SET PROBLEM:
Reproduce the entries from the line containing "Coach wants every white pig" up to and including the final line, swapping each occurrence of "Analyze" for "Inspect" and leaving everything else unaltered. Omit the pictures from your answer.

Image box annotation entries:
_ _ _

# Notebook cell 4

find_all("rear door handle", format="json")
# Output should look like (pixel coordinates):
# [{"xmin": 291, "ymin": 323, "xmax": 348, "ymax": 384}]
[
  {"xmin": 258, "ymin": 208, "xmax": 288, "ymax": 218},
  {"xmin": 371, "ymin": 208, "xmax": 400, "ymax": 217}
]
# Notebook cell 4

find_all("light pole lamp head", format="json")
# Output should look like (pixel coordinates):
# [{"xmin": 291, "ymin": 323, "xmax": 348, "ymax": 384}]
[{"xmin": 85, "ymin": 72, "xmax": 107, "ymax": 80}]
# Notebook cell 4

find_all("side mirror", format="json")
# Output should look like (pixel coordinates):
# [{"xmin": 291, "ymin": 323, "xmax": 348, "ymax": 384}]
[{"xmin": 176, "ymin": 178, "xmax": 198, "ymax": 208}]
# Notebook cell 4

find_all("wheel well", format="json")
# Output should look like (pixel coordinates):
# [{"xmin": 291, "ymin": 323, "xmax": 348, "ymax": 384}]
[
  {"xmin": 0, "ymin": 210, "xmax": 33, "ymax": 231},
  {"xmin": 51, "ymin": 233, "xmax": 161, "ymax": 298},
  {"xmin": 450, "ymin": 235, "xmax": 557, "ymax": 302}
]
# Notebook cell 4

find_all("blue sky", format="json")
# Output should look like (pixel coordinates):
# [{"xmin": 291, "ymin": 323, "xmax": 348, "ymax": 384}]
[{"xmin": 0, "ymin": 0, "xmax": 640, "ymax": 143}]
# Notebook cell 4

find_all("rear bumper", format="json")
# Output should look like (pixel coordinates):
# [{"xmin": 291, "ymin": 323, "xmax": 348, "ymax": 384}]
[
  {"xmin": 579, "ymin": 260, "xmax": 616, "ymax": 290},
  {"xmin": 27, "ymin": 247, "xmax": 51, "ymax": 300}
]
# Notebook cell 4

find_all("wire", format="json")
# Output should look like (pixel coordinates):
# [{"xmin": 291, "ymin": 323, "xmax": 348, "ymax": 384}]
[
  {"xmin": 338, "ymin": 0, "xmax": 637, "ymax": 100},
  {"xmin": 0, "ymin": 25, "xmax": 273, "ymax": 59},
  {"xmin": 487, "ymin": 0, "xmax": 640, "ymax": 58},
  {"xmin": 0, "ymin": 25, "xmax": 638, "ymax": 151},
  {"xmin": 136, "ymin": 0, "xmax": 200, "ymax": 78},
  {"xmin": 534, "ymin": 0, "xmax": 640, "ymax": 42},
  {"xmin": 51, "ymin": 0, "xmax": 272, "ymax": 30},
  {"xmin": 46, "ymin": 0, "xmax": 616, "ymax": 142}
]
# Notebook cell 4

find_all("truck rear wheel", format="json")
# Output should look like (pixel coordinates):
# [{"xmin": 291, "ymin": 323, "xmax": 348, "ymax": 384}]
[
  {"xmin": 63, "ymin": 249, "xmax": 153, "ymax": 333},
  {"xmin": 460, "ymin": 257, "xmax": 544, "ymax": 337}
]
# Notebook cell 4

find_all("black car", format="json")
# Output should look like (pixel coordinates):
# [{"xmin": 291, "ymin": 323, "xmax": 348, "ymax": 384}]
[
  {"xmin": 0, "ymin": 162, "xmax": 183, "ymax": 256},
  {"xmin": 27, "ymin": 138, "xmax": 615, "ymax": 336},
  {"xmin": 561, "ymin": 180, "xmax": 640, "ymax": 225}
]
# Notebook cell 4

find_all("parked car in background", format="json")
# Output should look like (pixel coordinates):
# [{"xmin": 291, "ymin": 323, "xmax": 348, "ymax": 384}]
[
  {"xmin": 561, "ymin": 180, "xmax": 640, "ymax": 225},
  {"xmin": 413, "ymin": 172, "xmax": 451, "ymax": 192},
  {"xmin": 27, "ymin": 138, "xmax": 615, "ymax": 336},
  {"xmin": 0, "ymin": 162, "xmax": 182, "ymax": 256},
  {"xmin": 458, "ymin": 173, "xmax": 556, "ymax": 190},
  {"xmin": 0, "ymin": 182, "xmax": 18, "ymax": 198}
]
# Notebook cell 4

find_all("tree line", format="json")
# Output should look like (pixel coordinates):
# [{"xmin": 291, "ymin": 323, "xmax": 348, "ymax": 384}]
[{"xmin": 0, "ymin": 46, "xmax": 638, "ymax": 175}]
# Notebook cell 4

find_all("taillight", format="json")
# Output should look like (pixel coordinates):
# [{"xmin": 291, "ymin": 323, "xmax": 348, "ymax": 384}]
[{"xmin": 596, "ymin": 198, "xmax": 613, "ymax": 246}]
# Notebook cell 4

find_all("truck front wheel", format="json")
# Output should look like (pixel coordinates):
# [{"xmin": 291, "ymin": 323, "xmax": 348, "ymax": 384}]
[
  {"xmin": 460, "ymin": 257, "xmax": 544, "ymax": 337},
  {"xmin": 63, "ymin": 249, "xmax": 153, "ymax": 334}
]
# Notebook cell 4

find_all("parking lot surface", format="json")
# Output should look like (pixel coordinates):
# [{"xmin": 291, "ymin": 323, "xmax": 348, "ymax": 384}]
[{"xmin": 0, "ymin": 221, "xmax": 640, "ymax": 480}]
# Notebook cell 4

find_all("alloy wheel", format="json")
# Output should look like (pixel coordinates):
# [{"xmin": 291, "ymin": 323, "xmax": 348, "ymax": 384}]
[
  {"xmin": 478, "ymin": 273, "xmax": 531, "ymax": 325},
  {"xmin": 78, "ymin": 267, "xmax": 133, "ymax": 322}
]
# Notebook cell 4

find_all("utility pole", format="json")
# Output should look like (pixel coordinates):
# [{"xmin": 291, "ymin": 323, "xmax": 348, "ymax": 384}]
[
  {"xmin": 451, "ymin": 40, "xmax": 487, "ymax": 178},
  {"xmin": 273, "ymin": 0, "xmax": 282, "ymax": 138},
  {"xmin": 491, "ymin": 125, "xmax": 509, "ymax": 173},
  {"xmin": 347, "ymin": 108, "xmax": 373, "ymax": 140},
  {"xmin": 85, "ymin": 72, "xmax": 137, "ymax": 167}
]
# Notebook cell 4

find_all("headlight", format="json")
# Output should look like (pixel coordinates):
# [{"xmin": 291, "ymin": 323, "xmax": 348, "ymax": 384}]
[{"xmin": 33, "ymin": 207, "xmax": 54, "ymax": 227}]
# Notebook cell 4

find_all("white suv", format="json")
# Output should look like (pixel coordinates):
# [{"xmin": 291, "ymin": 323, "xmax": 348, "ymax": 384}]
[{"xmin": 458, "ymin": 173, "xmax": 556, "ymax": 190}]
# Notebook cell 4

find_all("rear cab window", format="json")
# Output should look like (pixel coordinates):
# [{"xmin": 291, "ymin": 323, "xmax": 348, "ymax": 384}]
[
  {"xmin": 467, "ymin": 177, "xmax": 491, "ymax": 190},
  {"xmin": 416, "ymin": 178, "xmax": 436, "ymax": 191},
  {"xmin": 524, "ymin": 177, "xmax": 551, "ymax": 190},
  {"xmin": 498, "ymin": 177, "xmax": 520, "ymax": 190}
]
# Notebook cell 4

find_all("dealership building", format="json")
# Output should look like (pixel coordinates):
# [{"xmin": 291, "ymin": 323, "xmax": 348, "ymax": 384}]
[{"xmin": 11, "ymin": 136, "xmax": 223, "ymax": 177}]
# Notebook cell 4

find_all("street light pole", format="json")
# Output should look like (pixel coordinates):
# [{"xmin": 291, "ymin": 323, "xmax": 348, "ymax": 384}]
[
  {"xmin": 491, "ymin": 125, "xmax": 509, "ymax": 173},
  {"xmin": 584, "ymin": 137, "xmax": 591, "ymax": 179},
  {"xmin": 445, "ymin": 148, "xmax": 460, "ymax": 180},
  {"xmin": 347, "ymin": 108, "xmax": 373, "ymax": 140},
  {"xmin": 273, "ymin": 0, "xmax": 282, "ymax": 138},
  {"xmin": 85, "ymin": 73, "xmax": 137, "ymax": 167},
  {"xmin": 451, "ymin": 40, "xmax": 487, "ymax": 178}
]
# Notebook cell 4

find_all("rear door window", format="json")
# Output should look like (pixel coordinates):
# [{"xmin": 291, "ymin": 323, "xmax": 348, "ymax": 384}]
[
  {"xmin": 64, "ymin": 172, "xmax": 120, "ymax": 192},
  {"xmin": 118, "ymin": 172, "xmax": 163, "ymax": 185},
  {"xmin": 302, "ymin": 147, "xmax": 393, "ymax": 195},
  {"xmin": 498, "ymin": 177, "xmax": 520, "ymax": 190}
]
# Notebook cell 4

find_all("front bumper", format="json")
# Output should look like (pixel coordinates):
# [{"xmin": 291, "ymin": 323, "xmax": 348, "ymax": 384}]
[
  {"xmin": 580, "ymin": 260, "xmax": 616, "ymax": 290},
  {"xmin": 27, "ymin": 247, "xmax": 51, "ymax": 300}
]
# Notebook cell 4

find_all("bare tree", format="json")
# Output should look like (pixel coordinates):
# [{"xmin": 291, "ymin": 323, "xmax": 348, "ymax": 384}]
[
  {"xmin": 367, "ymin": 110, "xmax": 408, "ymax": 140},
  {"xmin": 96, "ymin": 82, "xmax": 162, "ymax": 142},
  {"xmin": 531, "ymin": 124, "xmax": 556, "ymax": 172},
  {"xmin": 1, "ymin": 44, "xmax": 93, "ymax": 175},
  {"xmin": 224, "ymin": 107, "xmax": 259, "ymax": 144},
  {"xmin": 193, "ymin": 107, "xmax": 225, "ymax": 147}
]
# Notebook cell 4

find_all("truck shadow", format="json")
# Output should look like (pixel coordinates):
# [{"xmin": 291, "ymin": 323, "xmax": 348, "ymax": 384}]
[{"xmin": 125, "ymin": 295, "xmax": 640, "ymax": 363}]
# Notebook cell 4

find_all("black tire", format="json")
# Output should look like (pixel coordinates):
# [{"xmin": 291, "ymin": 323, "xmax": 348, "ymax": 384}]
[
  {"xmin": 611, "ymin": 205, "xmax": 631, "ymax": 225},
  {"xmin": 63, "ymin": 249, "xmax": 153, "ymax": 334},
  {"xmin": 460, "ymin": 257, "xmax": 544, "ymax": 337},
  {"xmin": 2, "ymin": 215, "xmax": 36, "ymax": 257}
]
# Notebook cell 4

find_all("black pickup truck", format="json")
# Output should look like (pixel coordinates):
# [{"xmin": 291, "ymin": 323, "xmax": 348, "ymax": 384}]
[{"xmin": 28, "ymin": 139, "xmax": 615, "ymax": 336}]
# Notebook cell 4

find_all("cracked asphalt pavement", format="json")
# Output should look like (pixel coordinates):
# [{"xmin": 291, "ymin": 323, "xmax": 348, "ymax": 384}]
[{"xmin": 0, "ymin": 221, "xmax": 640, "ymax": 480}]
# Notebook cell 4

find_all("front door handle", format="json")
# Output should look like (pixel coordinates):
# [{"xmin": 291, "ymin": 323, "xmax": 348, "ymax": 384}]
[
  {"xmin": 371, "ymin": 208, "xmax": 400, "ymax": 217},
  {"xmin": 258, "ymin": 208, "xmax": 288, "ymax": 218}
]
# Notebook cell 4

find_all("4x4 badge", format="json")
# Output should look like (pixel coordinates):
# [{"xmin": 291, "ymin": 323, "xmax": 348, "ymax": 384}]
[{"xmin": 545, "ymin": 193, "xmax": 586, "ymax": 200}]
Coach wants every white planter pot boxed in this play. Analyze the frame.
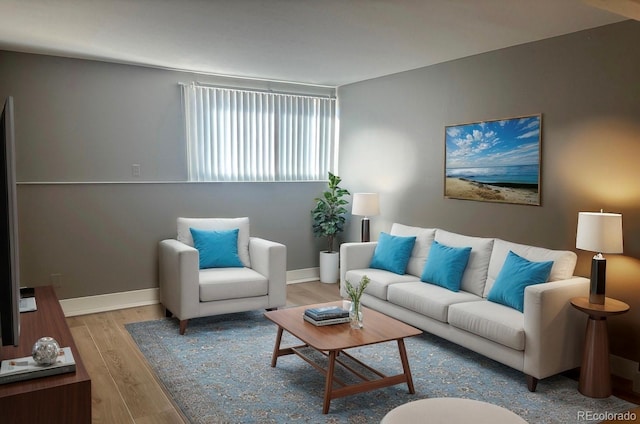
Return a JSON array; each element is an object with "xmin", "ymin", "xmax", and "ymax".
[{"xmin": 320, "ymin": 252, "xmax": 340, "ymax": 284}]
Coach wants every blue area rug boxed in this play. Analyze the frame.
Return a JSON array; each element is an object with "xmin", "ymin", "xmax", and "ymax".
[{"xmin": 126, "ymin": 311, "xmax": 636, "ymax": 424}]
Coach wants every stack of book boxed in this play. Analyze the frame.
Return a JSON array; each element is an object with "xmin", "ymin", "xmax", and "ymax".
[
  {"xmin": 0, "ymin": 347, "xmax": 76, "ymax": 384},
  {"xmin": 303, "ymin": 306, "xmax": 349, "ymax": 326}
]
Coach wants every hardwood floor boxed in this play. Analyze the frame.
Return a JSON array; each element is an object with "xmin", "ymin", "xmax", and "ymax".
[
  {"xmin": 67, "ymin": 282, "xmax": 340, "ymax": 424},
  {"xmin": 67, "ymin": 282, "xmax": 640, "ymax": 424}
]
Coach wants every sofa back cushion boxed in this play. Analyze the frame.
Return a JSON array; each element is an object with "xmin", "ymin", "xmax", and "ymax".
[
  {"xmin": 369, "ymin": 232, "xmax": 416, "ymax": 275},
  {"xmin": 435, "ymin": 229, "xmax": 496, "ymax": 296},
  {"xmin": 177, "ymin": 217, "xmax": 251, "ymax": 268},
  {"xmin": 390, "ymin": 223, "xmax": 436, "ymax": 278},
  {"xmin": 484, "ymin": 239, "xmax": 578, "ymax": 297}
]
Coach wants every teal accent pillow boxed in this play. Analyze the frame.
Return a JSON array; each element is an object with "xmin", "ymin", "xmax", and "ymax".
[
  {"xmin": 369, "ymin": 233, "xmax": 416, "ymax": 275},
  {"xmin": 420, "ymin": 241, "xmax": 471, "ymax": 292},
  {"xmin": 189, "ymin": 228, "xmax": 244, "ymax": 269},
  {"xmin": 487, "ymin": 251, "xmax": 553, "ymax": 312}
]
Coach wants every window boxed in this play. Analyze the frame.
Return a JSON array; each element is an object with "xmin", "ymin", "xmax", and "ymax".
[{"xmin": 182, "ymin": 84, "xmax": 337, "ymax": 181}]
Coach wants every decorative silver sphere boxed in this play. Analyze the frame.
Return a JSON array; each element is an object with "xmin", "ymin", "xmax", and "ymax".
[{"xmin": 31, "ymin": 337, "xmax": 60, "ymax": 365}]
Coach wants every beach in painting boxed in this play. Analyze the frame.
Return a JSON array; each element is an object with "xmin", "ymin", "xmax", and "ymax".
[
  {"xmin": 445, "ymin": 165, "xmax": 539, "ymax": 205},
  {"xmin": 445, "ymin": 115, "xmax": 540, "ymax": 205}
]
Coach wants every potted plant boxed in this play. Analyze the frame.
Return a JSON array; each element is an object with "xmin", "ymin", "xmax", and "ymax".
[{"xmin": 311, "ymin": 172, "xmax": 349, "ymax": 283}]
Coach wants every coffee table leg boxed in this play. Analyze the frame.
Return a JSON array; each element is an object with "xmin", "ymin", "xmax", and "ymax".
[
  {"xmin": 398, "ymin": 339, "xmax": 416, "ymax": 394},
  {"xmin": 322, "ymin": 350, "xmax": 338, "ymax": 414},
  {"xmin": 271, "ymin": 326, "xmax": 283, "ymax": 368}
]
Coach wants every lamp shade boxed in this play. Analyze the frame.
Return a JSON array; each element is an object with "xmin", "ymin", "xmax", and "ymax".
[
  {"xmin": 576, "ymin": 212, "xmax": 622, "ymax": 253},
  {"xmin": 351, "ymin": 193, "xmax": 380, "ymax": 216}
]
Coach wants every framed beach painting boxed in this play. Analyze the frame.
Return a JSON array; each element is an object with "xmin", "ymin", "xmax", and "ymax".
[{"xmin": 444, "ymin": 114, "xmax": 542, "ymax": 205}]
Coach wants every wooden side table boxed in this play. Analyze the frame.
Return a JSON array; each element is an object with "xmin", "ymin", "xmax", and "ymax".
[{"xmin": 571, "ymin": 297, "xmax": 629, "ymax": 398}]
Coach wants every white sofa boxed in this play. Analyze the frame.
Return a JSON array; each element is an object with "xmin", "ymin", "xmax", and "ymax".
[
  {"xmin": 158, "ymin": 217, "xmax": 287, "ymax": 334},
  {"xmin": 340, "ymin": 224, "xmax": 589, "ymax": 391}
]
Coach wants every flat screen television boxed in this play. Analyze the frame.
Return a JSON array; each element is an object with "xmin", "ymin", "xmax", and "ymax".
[{"xmin": 0, "ymin": 97, "xmax": 20, "ymax": 346}]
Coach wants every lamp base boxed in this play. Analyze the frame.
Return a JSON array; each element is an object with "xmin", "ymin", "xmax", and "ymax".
[
  {"xmin": 589, "ymin": 258, "xmax": 607, "ymax": 305},
  {"xmin": 360, "ymin": 217, "xmax": 369, "ymax": 242}
]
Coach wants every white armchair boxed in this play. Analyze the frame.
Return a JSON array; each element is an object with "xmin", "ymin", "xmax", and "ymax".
[{"xmin": 158, "ymin": 218, "xmax": 287, "ymax": 334}]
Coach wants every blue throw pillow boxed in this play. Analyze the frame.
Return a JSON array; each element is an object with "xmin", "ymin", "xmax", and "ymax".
[
  {"xmin": 369, "ymin": 233, "xmax": 416, "ymax": 275},
  {"xmin": 420, "ymin": 241, "xmax": 471, "ymax": 292},
  {"xmin": 189, "ymin": 228, "xmax": 244, "ymax": 269},
  {"xmin": 487, "ymin": 251, "xmax": 553, "ymax": 312}
]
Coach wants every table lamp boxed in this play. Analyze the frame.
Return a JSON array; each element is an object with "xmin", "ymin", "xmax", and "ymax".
[
  {"xmin": 351, "ymin": 193, "xmax": 380, "ymax": 242},
  {"xmin": 576, "ymin": 210, "xmax": 622, "ymax": 305}
]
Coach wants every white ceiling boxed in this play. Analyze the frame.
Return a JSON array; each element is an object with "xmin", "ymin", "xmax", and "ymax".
[{"xmin": 0, "ymin": 0, "xmax": 637, "ymax": 86}]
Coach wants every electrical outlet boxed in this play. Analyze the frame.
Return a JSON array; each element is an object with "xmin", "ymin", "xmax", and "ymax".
[{"xmin": 49, "ymin": 274, "xmax": 62, "ymax": 289}]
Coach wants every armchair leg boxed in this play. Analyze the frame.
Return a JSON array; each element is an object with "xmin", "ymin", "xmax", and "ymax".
[{"xmin": 180, "ymin": 319, "xmax": 189, "ymax": 336}]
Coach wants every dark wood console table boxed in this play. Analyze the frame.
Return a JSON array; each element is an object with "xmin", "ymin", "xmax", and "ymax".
[{"xmin": 0, "ymin": 286, "xmax": 91, "ymax": 423}]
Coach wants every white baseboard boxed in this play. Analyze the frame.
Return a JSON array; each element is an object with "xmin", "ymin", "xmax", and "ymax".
[
  {"xmin": 609, "ymin": 355, "xmax": 640, "ymax": 393},
  {"xmin": 60, "ymin": 268, "xmax": 320, "ymax": 317},
  {"xmin": 60, "ymin": 288, "xmax": 160, "ymax": 317}
]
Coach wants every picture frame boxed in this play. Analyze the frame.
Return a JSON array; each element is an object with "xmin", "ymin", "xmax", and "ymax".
[{"xmin": 444, "ymin": 113, "xmax": 542, "ymax": 206}]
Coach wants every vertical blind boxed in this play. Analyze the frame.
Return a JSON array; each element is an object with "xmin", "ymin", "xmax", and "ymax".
[{"xmin": 182, "ymin": 84, "xmax": 337, "ymax": 181}]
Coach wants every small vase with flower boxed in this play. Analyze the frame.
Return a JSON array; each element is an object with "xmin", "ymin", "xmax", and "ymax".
[{"xmin": 345, "ymin": 275, "xmax": 369, "ymax": 329}]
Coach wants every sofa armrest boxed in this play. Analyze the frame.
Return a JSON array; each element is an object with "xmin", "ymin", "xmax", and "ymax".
[
  {"xmin": 249, "ymin": 237, "xmax": 287, "ymax": 308},
  {"xmin": 524, "ymin": 277, "xmax": 589, "ymax": 378},
  {"xmin": 158, "ymin": 239, "xmax": 200, "ymax": 320}
]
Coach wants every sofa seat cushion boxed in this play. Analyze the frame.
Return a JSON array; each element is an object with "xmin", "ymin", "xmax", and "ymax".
[
  {"xmin": 199, "ymin": 268, "xmax": 269, "ymax": 302},
  {"xmin": 388, "ymin": 281, "xmax": 482, "ymax": 322},
  {"xmin": 345, "ymin": 268, "xmax": 418, "ymax": 300},
  {"xmin": 449, "ymin": 300, "xmax": 525, "ymax": 350}
]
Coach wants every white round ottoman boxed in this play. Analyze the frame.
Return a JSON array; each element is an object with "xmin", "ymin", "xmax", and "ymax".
[{"xmin": 380, "ymin": 398, "xmax": 527, "ymax": 424}]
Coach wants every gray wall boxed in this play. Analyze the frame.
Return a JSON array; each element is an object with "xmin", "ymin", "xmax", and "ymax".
[
  {"xmin": 0, "ymin": 51, "xmax": 325, "ymax": 298},
  {"xmin": 339, "ymin": 21, "xmax": 640, "ymax": 361}
]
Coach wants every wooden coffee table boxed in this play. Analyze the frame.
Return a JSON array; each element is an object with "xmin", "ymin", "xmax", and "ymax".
[{"xmin": 264, "ymin": 301, "xmax": 422, "ymax": 414}]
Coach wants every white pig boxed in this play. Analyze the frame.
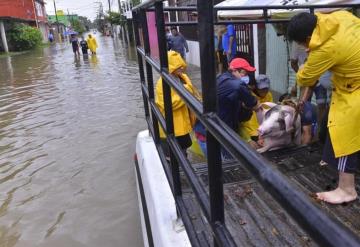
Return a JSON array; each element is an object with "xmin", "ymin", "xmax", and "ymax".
[{"xmin": 256, "ymin": 102, "xmax": 301, "ymax": 153}]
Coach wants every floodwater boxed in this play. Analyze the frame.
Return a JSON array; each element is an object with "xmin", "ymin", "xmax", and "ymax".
[{"xmin": 0, "ymin": 37, "xmax": 145, "ymax": 247}]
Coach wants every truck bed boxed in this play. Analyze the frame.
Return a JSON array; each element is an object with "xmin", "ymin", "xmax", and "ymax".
[{"xmin": 182, "ymin": 144, "xmax": 360, "ymax": 246}]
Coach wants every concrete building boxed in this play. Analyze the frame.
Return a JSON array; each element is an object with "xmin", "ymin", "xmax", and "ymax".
[{"xmin": 0, "ymin": 0, "xmax": 49, "ymax": 52}]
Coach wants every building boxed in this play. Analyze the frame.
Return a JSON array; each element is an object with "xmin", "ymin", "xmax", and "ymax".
[
  {"xmin": 47, "ymin": 13, "xmax": 79, "ymax": 42},
  {"xmin": 0, "ymin": 0, "xmax": 49, "ymax": 51}
]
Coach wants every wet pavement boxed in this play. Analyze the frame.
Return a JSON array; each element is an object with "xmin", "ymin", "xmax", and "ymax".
[{"xmin": 0, "ymin": 36, "xmax": 146, "ymax": 247}]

_ _ _

SOLUTION FOR THIS PROBLEM:
Coach wants every white pig boxed in this play. Inspect the frame.
Return a JSON array; each element is an object with "xmin", "ymin", "xmax", and "ymax".
[{"xmin": 256, "ymin": 102, "xmax": 301, "ymax": 153}]
Coach wants every floodwater boxed in this play. Inspect the frame.
Return a JSON array; each element is an object with "xmin", "ymin", "xmax", and "ymax".
[{"xmin": 0, "ymin": 37, "xmax": 145, "ymax": 247}]
Coach wants every truck bed boxed in this play. Inspect the frame.
Return a JSON array; each element is an object with "xmin", "ymin", "xmax", and "ymax".
[{"xmin": 182, "ymin": 144, "xmax": 360, "ymax": 246}]
Coach wants every concrete building boxed in this play. Inspect the frame.
Return a JSON array; each element is an object with "xmin", "ymin", "xmax", and "ymax".
[{"xmin": 0, "ymin": 0, "xmax": 49, "ymax": 52}]
Coach wants every building boxed in this play. Inspect the frame.
Return a JSON array; each element is an object with "xmin", "ymin", "xmax", and "ymax".
[
  {"xmin": 47, "ymin": 13, "xmax": 79, "ymax": 42},
  {"xmin": 0, "ymin": 0, "xmax": 49, "ymax": 51}
]
Coach wants every wet pavement boxed in this play. Inspect the frame.
Return a JSON array; each element is an object with "xmin", "ymin", "xmax", and "ymax".
[{"xmin": 0, "ymin": 36, "xmax": 146, "ymax": 247}]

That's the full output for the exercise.